DATASET RECORDS ->
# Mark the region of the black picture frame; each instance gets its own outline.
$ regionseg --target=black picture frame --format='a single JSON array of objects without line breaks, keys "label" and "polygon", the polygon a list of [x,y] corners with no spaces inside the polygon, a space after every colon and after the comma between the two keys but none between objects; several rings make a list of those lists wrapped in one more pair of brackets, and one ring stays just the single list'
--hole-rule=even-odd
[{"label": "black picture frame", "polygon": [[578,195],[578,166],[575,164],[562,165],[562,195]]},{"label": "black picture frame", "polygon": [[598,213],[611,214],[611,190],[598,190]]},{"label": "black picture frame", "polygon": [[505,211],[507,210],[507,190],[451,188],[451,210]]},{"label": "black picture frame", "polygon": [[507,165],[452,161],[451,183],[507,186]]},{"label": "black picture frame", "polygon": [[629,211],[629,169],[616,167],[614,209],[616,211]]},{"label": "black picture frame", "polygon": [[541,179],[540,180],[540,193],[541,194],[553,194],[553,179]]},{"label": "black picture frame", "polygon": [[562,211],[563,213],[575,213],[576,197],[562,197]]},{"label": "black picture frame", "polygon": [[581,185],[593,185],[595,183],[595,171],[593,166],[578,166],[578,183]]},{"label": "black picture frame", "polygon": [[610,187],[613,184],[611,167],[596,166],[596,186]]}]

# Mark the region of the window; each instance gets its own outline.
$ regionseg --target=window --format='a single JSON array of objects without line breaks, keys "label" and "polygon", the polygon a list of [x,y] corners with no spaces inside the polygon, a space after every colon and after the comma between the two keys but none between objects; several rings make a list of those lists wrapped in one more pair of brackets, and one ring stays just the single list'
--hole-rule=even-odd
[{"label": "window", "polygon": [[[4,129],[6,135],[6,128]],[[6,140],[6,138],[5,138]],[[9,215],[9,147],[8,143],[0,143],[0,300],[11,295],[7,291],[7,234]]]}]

GOAL OF THE EXERCISE -> Extract every line of the material above and reproduce each one character for character.

THE REPLY ->
# Mark the region of the black picture frame; each instance gets its own outline.
$ regionseg --target=black picture frame --format='a single JSON array of objects without line breaks, keys "label" and "polygon", the polygon a list of [x,y] corners with no spaces inside the polygon, a space after every colon and after the comma between the two keys but none between objects; several rings make a list of those lists wrapped in one more pair of brackets, and one ring stays just the single list'
--hole-rule=even-odd
[{"label": "black picture frame", "polygon": [[578,195],[578,166],[575,164],[562,165],[562,195]]},{"label": "black picture frame", "polygon": [[598,213],[611,214],[611,190],[598,190]]},{"label": "black picture frame", "polygon": [[505,211],[507,210],[507,190],[451,188],[451,210]]},{"label": "black picture frame", "polygon": [[507,165],[452,161],[451,183],[507,186]]},{"label": "black picture frame", "polygon": [[629,211],[629,169],[616,167],[614,209],[616,211]]},{"label": "black picture frame", "polygon": [[541,179],[540,180],[540,193],[541,194],[553,194],[553,179]]},{"label": "black picture frame", "polygon": [[562,211],[563,213],[575,213],[576,197],[562,197]]},{"label": "black picture frame", "polygon": [[581,185],[593,185],[595,183],[595,171],[593,166],[578,166],[578,183]]},{"label": "black picture frame", "polygon": [[610,187],[613,184],[611,167],[596,166],[596,186]]}]

# Mark the region of the window; each instance gets its own outline.
$ regionseg --target=window --format='a single JSON array of objects without line breaks, keys "label" and "polygon", the polygon a list of [x,y] corners with no spaces inside the polygon, a space after every colon and after the comma between the two keys but none between objects; several rings make a list of those lists wrapped in one more pair of brackets, and one ring stays just the single list'
--hole-rule=even-odd
[{"label": "window", "polygon": [[[4,129],[6,135],[6,128]],[[6,140],[6,138],[5,138]],[[9,215],[9,147],[8,143],[0,143],[0,300],[11,295],[7,291],[7,234]]]}]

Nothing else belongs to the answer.